▶ **Text**
2. Nach den auf den Waldentwicklungsplan bzw. die Aussage des forsttechnischen Amtssachverständigen gestützten Feststellungen der belangten Behörde kommt der gegenständlichen Fläche eine hohe Wohlfahrtfunktion und eine mittlere Erholungswirkung zu.

Da somit ein in der Wohlfahrtsfunktion begründetes besonderes öffentliches Interesse an der Walderhaltung vorliegt, kommt die Erteilung einer Rodungsbewilligung gemäß § 17 Abs. 3 ForstG nur in Betracht, wenn ein öffentliches Interesse an einer anderen Verwendung der zur Rodung beantragten Fläche das öffentliche Interesse an der Erhaltung dieser Fläche als Wald überwiegt.

Als dabei zu berücksichtigende öffentliche Interessen an einer anderen Verwendung der Fläche kommen - fallbezogen - die in der beispielhaften Aufzählung des § 17 Abs. 4 ForstG genannten Interessen "Wasserbau" und "Siedlungswesen" in Betracht. Die belangte Behörde führt für ihre Auffassung diese öffentlichen Interessen ins Treffen.

3. Dass die vorliegend geplante Erneuerung einer Transportwasserleitung der Verwirklichung dieser öffentlichen Interessen dient, wird auch in der Beschwerde nicht in Zweifel gezogen.

Die beschwerdeführende Partei bringt allerdings - wie schon in ihrer Berufung - im Wesentlichen vor, dass - solange die Trassenführung einer künftigen Autobahnverbreiterung noch nicht einmal feststehe - der projektierte Leitungsbau auch ohne Inanspruchnahme der Waldparzelle Nr. 2754, nämlich über das Nichtwaldgrundstück Nr. 3269/3, KG A., möglich sei. Es sei rechtswidrig, das Waldgrundstück der beschwerdeführenden Partei bereits jetzt mit einer dauerhaften Rodung zu belasten, nur weil einer Leitungsführung auf öffentlichem Grund eine "noch nicht näher definierte, erst projektierte Flügelmauer eines künftigen Bauvorhabens" entgegenstehe. Das aus der Verfassung abgeleitete Erfordernis des konkreten Bedarfes im öffentlichen Interesse an der Waldparzelle der beschwerdeführenden Partei sei dahin zu verstehen, dass diesbezüglich eine "Eigentumsbeschränkung auf Vorrat" unzulässig sei.

▶ **Zur Aufgabe**
Führe den Text über die beantragte Rodungsbewilligung nach seinem letzten Satz weiter.

(Datensätze aus einer Datensammlung)
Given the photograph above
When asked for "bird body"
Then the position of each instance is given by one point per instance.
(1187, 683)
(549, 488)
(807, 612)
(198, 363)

▶ **Lösung**
4. Mit diesem Vorbringen gelingt es der Beschwerde allerdings nicht, eine Rechtswidrigkeit des angefochtenen Bescheides aufzuzeigen.

Zwar ist im Zuge der Feststellung der Interessen im Sinne des § 17 ForstG nach der hg. Rechtsprechung auch zu prüfen, ob für das Vorhaben, um das es geht, die Inanspruchnahme von Waldflächen überhaupt erforderlich ist (vgl. etwa das Erkenntnis vom 21. Mai 2008, Zl. 2005/10/0045, mwN).

Die Beschwerde tritt den wiedergegebenen behördlichen Feststellungen nicht entgegen, denen zufolge nach den - auf sachverständiger Grundlage gewonnenen - Ergebnissen des wasserrechtlichen Verfahrens das von der beschwerdeführenden Partei angesprochene öffentliche Gut nicht für den Leitungsbau zur Verfügung stehe, weil die Transportwasserleitung dort nur einen Meter entfernt von einer projektierten Flügelmauer eines Brückenbauwerks der Autobahn A7 zu liegen käme, und die Leitungsführung auf dem nicht bewaldeten öffentlichen Grundstück technisch unmöglich sei und eine große Gefahr für die künftige Brücke, die Autobahn und somit für Leib und Leben von Menschen bedeuten würde.

Bereits durch den angesprochenen Bescheid vom 20. Jänner 2011 erscheint das öffentliche Interesse an der Erneuerung der gegenständlichen Transportwasserleitung unter Verwendung der beantragten Rodungsfläche von 40 m2 dokumentiert; die Beschwerde zeigt dem gegenüber keine konkreten Umstände auf, aus denen sich ein gewichtiger Eingriff in das Interesse an der Walderhaltung durch die Ausführung des geplanten Vorhabens ergäbe.

Das Ergebnis der von der belangten Behörde nach § 17 Abs. 3 ForstG vorgenommenen Interessenabwägung ist daher nicht zu beanstanden.

Im Übrigen ist darauf hinzuweisen, dass das Rodungsbewilligungsverfahren ein flächengebundenes Genehmigungsverfahren ist, bei dem - vom Antragsgegner gedachte - Trassenvarianten außer Betracht zu bleiben haben. Eine (nicht nur unwesentliche Trassenänderung hätte daher einer Änderung des Rodungsantrages bedurft (vgl. etwa das hg. Erkenntnis vom 27. November 2012, Zl. 2009/10/0114, mwN).

5. Die Beschwerde war daher gemäß § 42 Abs. 1 VwGG als unbegründet abzuweisen.

6. Der Ausspruch über den Aufwandersatz stützt sich auf die §§ 47 ff VwGG iVm der Verordnung BGBl. II Nr. 455/2008.